WHAT YOU SHOULD DO =
Only the line containing "Exercise. Point out the boy's face" and the lines after it, up to the end of the listing, should be written out, each exactly as given.

INPUT FOR THIS TASK =
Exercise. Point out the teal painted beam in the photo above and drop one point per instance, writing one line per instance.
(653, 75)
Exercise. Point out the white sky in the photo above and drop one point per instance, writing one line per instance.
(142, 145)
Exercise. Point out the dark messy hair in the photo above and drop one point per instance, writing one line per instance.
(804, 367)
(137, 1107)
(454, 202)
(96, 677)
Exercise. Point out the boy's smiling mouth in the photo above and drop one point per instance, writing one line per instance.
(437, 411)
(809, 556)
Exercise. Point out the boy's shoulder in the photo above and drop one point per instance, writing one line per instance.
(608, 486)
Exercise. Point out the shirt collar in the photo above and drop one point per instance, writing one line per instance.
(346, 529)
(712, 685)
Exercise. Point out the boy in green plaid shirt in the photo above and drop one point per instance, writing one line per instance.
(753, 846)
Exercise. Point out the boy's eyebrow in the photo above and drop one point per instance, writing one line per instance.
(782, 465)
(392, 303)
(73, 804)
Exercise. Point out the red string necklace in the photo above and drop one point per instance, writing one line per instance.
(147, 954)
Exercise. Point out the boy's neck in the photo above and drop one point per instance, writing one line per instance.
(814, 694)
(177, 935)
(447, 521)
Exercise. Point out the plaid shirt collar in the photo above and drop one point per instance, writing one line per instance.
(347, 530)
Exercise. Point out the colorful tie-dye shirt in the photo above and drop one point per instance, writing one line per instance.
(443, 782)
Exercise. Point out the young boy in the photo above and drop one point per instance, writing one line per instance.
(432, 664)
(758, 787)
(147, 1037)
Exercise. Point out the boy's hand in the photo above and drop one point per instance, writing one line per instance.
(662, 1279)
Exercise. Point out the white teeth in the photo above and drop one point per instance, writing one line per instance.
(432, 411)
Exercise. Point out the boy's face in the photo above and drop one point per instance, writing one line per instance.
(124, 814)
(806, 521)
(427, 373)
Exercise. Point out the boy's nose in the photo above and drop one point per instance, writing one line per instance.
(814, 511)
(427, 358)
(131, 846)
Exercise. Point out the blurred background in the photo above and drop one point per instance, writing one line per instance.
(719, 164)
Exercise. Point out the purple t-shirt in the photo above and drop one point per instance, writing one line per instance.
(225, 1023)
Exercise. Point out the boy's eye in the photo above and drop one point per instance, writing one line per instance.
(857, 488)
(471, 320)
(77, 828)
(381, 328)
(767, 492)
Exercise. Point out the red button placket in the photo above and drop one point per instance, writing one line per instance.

RESULT OF THE TASK =
Exercise. Point out the boy's face in the photo above and drop one point per instance, writing one line per instance.
(124, 814)
(806, 521)
(427, 373)
Exercise. Point out the boy's nose in the photo above and drop one point per instance, writing one line per instance.
(814, 511)
(427, 358)
(131, 846)
Exercise. Point out the blurred background in the photo above and drop one point per instance, writing one line per instance.
(719, 164)
Exercise. Point out the purple t-shirt in the photo above and drop one point per instance, writing one line per instance.
(225, 1023)
Exercise. Point out the boy's eye in the photo above and drop one point per instance, writing one line per instance.
(857, 488)
(471, 320)
(77, 828)
(381, 328)
(767, 492)
Exercise. Point out the red button placket in the photo above and drop one point per instance, writing one line per instance.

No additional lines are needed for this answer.